* _YOUR GOAL_:
Pull out every line in the rows below that contains the word "dark".
──────── PROVIDED RECORDS
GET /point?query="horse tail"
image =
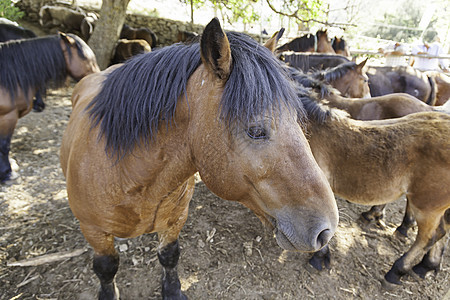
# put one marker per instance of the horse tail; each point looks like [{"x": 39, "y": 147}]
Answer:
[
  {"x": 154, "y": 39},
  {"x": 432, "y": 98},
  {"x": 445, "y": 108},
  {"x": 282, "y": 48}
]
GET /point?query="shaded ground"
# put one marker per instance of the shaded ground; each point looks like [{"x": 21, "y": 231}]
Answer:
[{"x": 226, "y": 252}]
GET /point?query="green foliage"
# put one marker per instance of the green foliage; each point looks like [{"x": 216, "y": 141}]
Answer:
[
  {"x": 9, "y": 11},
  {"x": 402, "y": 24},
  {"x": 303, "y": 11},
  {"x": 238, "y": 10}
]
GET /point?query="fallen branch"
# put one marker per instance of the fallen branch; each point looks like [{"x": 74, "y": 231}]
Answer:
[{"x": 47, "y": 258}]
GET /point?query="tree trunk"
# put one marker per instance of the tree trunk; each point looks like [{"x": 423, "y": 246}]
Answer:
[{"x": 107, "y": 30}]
────────────────
──────── PROVIDED RECORDS
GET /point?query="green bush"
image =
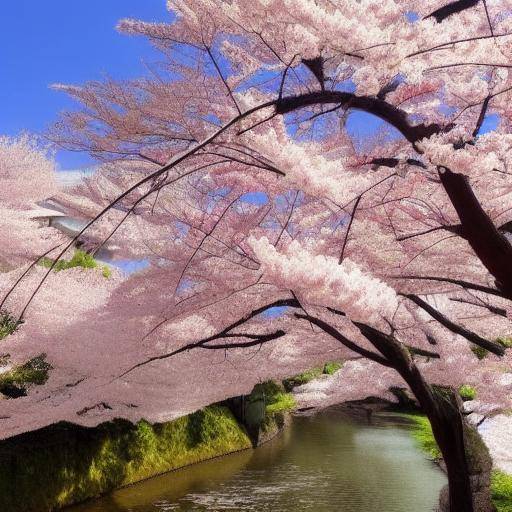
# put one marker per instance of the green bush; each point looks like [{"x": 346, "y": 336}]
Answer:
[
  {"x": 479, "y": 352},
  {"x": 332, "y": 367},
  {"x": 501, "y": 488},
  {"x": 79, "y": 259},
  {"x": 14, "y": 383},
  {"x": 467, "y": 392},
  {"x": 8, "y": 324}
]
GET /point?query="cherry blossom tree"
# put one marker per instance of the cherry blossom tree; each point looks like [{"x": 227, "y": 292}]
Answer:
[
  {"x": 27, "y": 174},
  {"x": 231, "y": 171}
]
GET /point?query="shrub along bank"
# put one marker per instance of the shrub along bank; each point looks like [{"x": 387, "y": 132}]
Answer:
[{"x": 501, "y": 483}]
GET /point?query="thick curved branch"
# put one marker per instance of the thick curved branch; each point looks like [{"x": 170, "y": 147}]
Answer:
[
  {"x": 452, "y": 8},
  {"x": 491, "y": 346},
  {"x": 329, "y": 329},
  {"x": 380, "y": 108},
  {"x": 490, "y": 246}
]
────────────────
──────── PROVIDED RECORDS
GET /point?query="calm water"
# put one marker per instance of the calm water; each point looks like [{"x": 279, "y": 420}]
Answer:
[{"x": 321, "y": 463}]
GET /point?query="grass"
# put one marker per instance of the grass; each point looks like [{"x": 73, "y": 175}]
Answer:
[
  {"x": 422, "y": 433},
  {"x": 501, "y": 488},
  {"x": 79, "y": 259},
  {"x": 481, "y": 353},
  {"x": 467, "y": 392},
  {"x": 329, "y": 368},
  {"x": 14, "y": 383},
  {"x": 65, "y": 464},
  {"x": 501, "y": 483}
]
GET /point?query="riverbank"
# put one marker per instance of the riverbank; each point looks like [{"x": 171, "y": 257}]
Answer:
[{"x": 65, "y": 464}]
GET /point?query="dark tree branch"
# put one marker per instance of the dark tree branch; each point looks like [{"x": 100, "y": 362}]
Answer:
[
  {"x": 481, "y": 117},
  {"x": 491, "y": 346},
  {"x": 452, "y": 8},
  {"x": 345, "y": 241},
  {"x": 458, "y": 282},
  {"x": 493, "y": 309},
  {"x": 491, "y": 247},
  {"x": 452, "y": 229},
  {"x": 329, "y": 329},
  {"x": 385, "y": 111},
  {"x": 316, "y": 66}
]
────────────────
* _ANSWER BELOW_:
GET /point?query="dark tree branch"
# put one marker per instance of the dark tree branch; each point looks like [{"x": 100, "y": 362}]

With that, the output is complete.